How to complete this task –
Given the records below, transcribe each of them exactly.

Extracted material –
________________________________________
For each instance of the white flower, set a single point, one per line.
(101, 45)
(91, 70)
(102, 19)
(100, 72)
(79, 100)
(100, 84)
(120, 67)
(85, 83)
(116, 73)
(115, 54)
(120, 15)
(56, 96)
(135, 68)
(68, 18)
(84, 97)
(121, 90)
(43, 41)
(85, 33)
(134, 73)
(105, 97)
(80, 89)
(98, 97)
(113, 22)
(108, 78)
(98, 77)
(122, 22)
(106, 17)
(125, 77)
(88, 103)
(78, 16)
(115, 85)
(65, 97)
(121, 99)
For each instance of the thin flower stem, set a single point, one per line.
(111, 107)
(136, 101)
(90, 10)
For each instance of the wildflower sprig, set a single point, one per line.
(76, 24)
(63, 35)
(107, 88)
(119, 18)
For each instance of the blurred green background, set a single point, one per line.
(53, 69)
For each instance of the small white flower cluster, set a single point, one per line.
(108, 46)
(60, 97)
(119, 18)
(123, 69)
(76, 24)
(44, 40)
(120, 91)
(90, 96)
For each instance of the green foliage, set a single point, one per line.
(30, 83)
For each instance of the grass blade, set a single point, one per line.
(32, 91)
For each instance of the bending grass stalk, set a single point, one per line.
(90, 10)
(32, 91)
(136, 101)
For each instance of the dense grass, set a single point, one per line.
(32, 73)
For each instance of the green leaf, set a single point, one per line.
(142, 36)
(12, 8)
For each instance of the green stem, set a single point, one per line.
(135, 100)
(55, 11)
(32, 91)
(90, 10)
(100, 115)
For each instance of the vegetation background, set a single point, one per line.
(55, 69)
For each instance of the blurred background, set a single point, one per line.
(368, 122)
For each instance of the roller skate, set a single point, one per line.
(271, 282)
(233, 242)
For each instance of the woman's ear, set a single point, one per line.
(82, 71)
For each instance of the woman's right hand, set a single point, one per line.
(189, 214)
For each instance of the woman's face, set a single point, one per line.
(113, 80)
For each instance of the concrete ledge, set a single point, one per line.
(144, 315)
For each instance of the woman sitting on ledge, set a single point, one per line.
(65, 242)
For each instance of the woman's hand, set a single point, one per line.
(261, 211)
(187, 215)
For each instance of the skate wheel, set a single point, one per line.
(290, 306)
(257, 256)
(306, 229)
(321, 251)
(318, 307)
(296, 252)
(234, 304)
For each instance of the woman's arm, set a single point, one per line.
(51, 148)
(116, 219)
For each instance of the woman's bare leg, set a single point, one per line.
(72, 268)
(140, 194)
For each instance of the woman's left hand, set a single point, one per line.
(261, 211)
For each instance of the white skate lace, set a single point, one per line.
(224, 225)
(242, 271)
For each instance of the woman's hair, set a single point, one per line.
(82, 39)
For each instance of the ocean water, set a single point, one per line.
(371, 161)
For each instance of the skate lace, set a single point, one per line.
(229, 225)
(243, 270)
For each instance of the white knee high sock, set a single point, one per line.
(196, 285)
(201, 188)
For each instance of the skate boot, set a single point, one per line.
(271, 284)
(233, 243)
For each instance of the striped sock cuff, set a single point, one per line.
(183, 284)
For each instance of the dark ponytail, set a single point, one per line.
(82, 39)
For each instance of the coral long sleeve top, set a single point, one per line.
________________________________________
Solution for this problem –
For each instance of the white flower, set a single point, one per line.
(101, 45)
(91, 70)
(102, 19)
(100, 72)
(79, 100)
(100, 84)
(120, 67)
(85, 83)
(116, 73)
(115, 54)
(120, 15)
(56, 96)
(135, 68)
(68, 18)
(84, 97)
(121, 90)
(43, 41)
(85, 33)
(134, 73)
(105, 97)
(80, 89)
(98, 97)
(113, 22)
(108, 78)
(98, 77)
(122, 22)
(106, 17)
(125, 77)
(88, 103)
(78, 16)
(115, 85)
(65, 97)
(121, 99)
For each instance of the thin flower stem, set a single point, one per line.
(111, 107)
(136, 101)
(90, 10)
For each instance of the wildflower sprig, set a single point, one per line.
(76, 24)
(63, 35)
(107, 88)
(119, 18)
For each instance of the blurred green background, set a single point, one per line.
(53, 69)
For each instance of the small white flower cluster, set a single point, one per line.
(108, 46)
(60, 97)
(119, 18)
(123, 69)
(76, 24)
(44, 40)
(120, 91)
(90, 96)
For each instance of the green foliage, set a single point, one per line.
(30, 83)
For each instance of the grass blade, set a single point, one per line.
(32, 91)
For each instance of the bending grass stalk, set a single point, one per line.
(90, 10)
(32, 91)
(136, 101)
For each instance of the dense grass, set a single point, one per line.
(32, 73)
For each instance of the green leaf, set a single point, one per line.
(142, 36)
(12, 8)
For each instance of the green stem, set a single point, one per line.
(135, 100)
(55, 11)
(32, 91)
(90, 10)
(100, 115)
For each instance of the vegetation background, set a single point, one per line.
(55, 69)
For each instance of the blurred background, set a single point, one per line.
(368, 122)
For each instance of the roller skate, set a single point, one per line.
(271, 282)
(233, 242)
For each instance of the woman's ear, set a single point, one per line.
(82, 71)
For each instance of the woman's right hand, set a single point, one per line.
(189, 214)
For each instance of the woman's face, set a single point, one per line.
(113, 80)
For each instance of the concrete ledge, set a single point, one per line.
(144, 315)
For each instance of the woman sitting on ledge, set a single point, one per line.
(65, 242)
For each instance of the woman's hand, set a single point, one per line.
(261, 211)
(187, 215)
For each instance of the skate wheel, set a single point, one per line.
(290, 306)
(257, 256)
(306, 229)
(321, 251)
(318, 307)
(296, 252)
(234, 304)
For each instance of the woman's arm, set a single point, one per line.
(51, 148)
(116, 219)
For each instance of the woman's bare leg, set a single point, one per line.
(72, 268)
(140, 194)
For each instance of the woman's left hand, set a single point, one per line.
(261, 211)
For each instance of the white skate lace, set a single point, one per line.
(224, 225)
(242, 271)
For each instance of the woman's hair, set a single point, one per line.
(82, 39)
For each instance of the ocean water, set a single point, one per line.
(371, 161)
For each instance of the skate lace, set a single point, one per line.
(229, 225)
(243, 270)
For each instance of the white knee high sock, set a single point, one per line.
(196, 285)
(201, 188)
For each instance of the skate boot, set a single point, one per line.
(271, 284)
(233, 243)
For each instance of the striped sock cuff, set a single point, one per line.
(183, 284)
For each instance of the dark ponytail, set a single point, one per line.
(82, 39)
For each instance of the coral long sleeve top, set a single point, one per line.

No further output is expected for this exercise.